## LEESTEKST
Op 21 februari 2023 heeft de Rechtbank Rotterdam een beschikking gegeven in een zaak betreffende een zorgmachtiging op basis van artikel 6:4 van de Wet verplichte geestelijke gezondheidszorg (Wvggz). De officier van justitie in het arrondissement Rotterdam had op 8 februari 2023 een verzoekschrift ingediend, waarin werd verzocht om een zorgmachtiging voor betrokkene, geboren in 1999, die lijdt aan een psychische stoornis, waaronder een verslaving aan cocaïne. De mondelinge behandeling vond plaats op dezelfde datum, waarbij betrokkene en haar advocaat aanwezig waren, maar de officier van justitie niet. De rechtbank heeft vastgesteld dat betrokkene lijdt aan een ernstige verslaving die haar denken, voelen en handelen beïnvloedt, wat leidt tot ernstig nadeel voor haar gezondheid en veiligheid.
De rechtbank oordeelde dat betrokkene zorg nodig heeft om haar geestelijke en fysieke gezondheid te stabiliseren. De onafhankelijk psychiater had betrokkene als wilsbekwaam beoordeeld en er was geen sprake van acuut levensgevaar. Betrokkene heeft tijdens de mondelinge behandeling aangegeven dat zij een zorgmachtiging wenst om haar te helpen stoppen met het gebruik van cocaïne. De rechtbank heeft de verzoeken voor verplichte zorg, zoals het toedienen van medicatie en het beperken van de bewegingsvrijheid, noodzakelijk geacht om het ernstig nadeel af te wenden.
De zorgmachtiging is verleend voor een periode van zes maanden, ingaande op de datum van de beschikking. De rechtbank heeft de maatregelen die getroffen kunnen worden bij wijze van verplichte zorg vastgesteld en het meer of anders verzochte afgewezen. Deze beschikking is mondeling gegeven door rechter J. van Driel en schriftelijk uitgewerkt op 28 februari 2023. Tegen deze beschikking staat het rechtsmiddel van cassatie open.

## UIT TE VOEREN
• A. Neem uit de leestekst letterlijk alles over vanaf "De rechtbank oordeelde" tot en met "af te wenden.".
• B. Voor welke periode is de zorgmachtiging volgens de leestekst verleend?
De records zijn afkomstig uit een andere bron.

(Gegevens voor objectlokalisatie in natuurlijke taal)

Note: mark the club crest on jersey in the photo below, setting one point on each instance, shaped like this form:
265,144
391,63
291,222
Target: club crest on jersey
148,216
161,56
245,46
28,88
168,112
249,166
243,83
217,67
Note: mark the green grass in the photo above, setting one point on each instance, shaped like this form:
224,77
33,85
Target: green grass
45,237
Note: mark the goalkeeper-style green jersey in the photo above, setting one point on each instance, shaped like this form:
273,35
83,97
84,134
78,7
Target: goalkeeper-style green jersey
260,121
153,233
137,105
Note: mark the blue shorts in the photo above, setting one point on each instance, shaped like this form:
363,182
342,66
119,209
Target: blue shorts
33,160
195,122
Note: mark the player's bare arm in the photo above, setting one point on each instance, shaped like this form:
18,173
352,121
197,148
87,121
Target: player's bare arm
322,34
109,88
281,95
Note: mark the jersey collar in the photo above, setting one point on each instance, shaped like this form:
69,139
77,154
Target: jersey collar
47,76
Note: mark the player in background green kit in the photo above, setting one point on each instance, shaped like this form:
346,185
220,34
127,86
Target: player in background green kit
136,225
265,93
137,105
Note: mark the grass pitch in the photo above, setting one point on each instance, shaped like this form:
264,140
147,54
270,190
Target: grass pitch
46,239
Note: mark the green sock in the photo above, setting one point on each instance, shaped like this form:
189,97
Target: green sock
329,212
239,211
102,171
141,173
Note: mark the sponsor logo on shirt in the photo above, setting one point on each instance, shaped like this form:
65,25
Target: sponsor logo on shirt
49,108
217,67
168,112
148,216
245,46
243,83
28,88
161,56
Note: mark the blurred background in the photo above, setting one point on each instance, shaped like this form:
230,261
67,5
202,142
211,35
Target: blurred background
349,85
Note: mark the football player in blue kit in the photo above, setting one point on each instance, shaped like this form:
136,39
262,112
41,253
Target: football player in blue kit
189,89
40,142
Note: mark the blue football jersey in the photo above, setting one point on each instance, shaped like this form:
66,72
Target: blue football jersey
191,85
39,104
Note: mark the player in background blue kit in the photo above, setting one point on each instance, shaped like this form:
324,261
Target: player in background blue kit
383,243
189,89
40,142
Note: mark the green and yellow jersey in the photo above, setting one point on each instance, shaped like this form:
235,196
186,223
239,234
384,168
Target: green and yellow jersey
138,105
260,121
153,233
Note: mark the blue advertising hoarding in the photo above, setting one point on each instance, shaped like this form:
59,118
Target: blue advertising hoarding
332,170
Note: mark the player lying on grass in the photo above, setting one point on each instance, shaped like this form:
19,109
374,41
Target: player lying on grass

## ANTWOORDEN PER ONDERDEEL
• A.
De rechtbank oordeelde dat betrokkene zorg nodig heeft om haar geestelijke en fysieke gezondheid te stabiliseren. De onafhankelijk psychiater had betrokkene als wilsbekwaam beoordeeld en er was geen sprake van acuut levensgevaar. Betrokkene heeft tijdens de mondelinge behandeling aangegeven dat zij een zorgmachtiging wenst om haar te helpen stoppen met het gebruik van cocaïne. De rechtbank heeft de verzoeken voor verplichte zorg, zoals het toedienen van medicatie en het beperken van de bewegingsvrijheid, noodzakelijk geacht om het ernstig nadeel af te wenden.

• B. Voor zes maanden, ingaande op de datum van de beschikking.